ANWEISUNG: Bitte stelle die gesamte folgende Auflistung als JSON-Liste von Strings dar, mit einem String pro Zeile. Leerzeilen lässt du weg.
◆ ◆ ◆ ◆
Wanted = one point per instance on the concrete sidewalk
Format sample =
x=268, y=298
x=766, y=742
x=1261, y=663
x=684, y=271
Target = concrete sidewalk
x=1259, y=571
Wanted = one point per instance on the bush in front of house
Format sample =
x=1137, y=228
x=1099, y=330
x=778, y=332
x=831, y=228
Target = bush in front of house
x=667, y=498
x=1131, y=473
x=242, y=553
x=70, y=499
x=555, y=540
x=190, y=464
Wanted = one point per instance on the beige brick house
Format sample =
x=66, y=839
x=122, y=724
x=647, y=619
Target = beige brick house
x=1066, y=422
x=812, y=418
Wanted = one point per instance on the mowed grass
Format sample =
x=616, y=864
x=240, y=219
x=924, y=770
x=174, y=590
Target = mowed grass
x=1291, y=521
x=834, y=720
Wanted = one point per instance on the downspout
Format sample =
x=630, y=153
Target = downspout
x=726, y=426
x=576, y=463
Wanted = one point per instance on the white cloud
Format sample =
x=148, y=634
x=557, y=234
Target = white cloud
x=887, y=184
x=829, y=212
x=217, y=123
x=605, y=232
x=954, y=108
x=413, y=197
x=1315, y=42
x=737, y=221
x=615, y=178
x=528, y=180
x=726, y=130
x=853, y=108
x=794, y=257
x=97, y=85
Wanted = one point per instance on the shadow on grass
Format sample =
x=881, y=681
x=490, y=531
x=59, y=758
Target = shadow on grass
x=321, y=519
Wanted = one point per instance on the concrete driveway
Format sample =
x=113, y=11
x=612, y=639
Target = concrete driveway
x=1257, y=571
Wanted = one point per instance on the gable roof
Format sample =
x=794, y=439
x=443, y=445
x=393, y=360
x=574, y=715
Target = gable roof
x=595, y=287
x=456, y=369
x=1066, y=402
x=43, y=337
◆ ◆ ◆ ◆
DAS ERGEBNIS:
[
  "Wanted = one point per instance on the concrete sidewalk",
  "Format sample =",
  "x=268, y=298",
  "x=766, y=742",
  "x=1261, y=663",
  "x=684, y=271",
  "Target = concrete sidewalk",
  "x=1259, y=571",
  "Wanted = one point per instance on the bush in front of house",
  "Format sample =",
  "x=1137, y=228",
  "x=1099, y=330",
  "x=778, y=332",
  "x=831, y=228",
  "Target = bush in front of house",
  "x=667, y=498",
  "x=1131, y=473",
  "x=242, y=553",
  "x=70, y=499",
  "x=555, y=540",
  "x=190, y=464",
  "Wanted = one point per instance on the beige brick house",
  "Format sample =",
  "x=66, y=839",
  "x=122, y=724",
  "x=647, y=619",
  "Target = beige brick house",
  "x=1066, y=422",
  "x=812, y=418",
  "Wanted = one point per instance on the mowed grass",
  "Format sample =",
  "x=616, y=864",
  "x=240, y=219",
  "x=924, y=770",
  "x=174, y=590",
  "Target = mowed grass",
  "x=1291, y=521",
  "x=834, y=720",
  "Wanted = one point per instance on the downspout",
  "Format sample =",
  "x=630, y=153",
  "Target = downspout",
  "x=726, y=426",
  "x=576, y=463",
  "Wanted = one point per instance on the white cloud",
  "Format sample =",
  "x=148, y=634",
  "x=557, y=234",
  "Target = white cloud",
  "x=887, y=184",
  "x=829, y=212",
  "x=217, y=123",
  "x=605, y=232",
  "x=954, y=108",
  "x=413, y=197",
  "x=1315, y=42",
  "x=737, y=221",
  "x=615, y=178",
  "x=528, y=180",
  "x=726, y=130",
  "x=853, y=108",
  "x=794, y=257",
  "x=97, y=85",
  "Wanted = one point per instance on the shadow on grass",
  "Format sample =",
  "x=881, y=681",
  "x=490, y=531",
  "x=59, y=758",
  "Target = shadow on grass",
  "x=321, y=519",
  "Wanted = one point per instance on the concrete driveway",
  "Format sample =",
  "x=113, y=11",
  "x=612, y=639",
  "Target = concrete driveway",
  "x=1257, y=571",
  "Wanted = one point per instance on the gable roof",
  "Format sample =",
  "x=794, y=439",
  "x=443, y=445",
  "x=393, y=360",
  "x=574, y=715",
  "Target = gable roof",
  "x=595, y=287",
  "x=456, y=369",
  "x=1066, y=402",
  "x=43, y=337"
]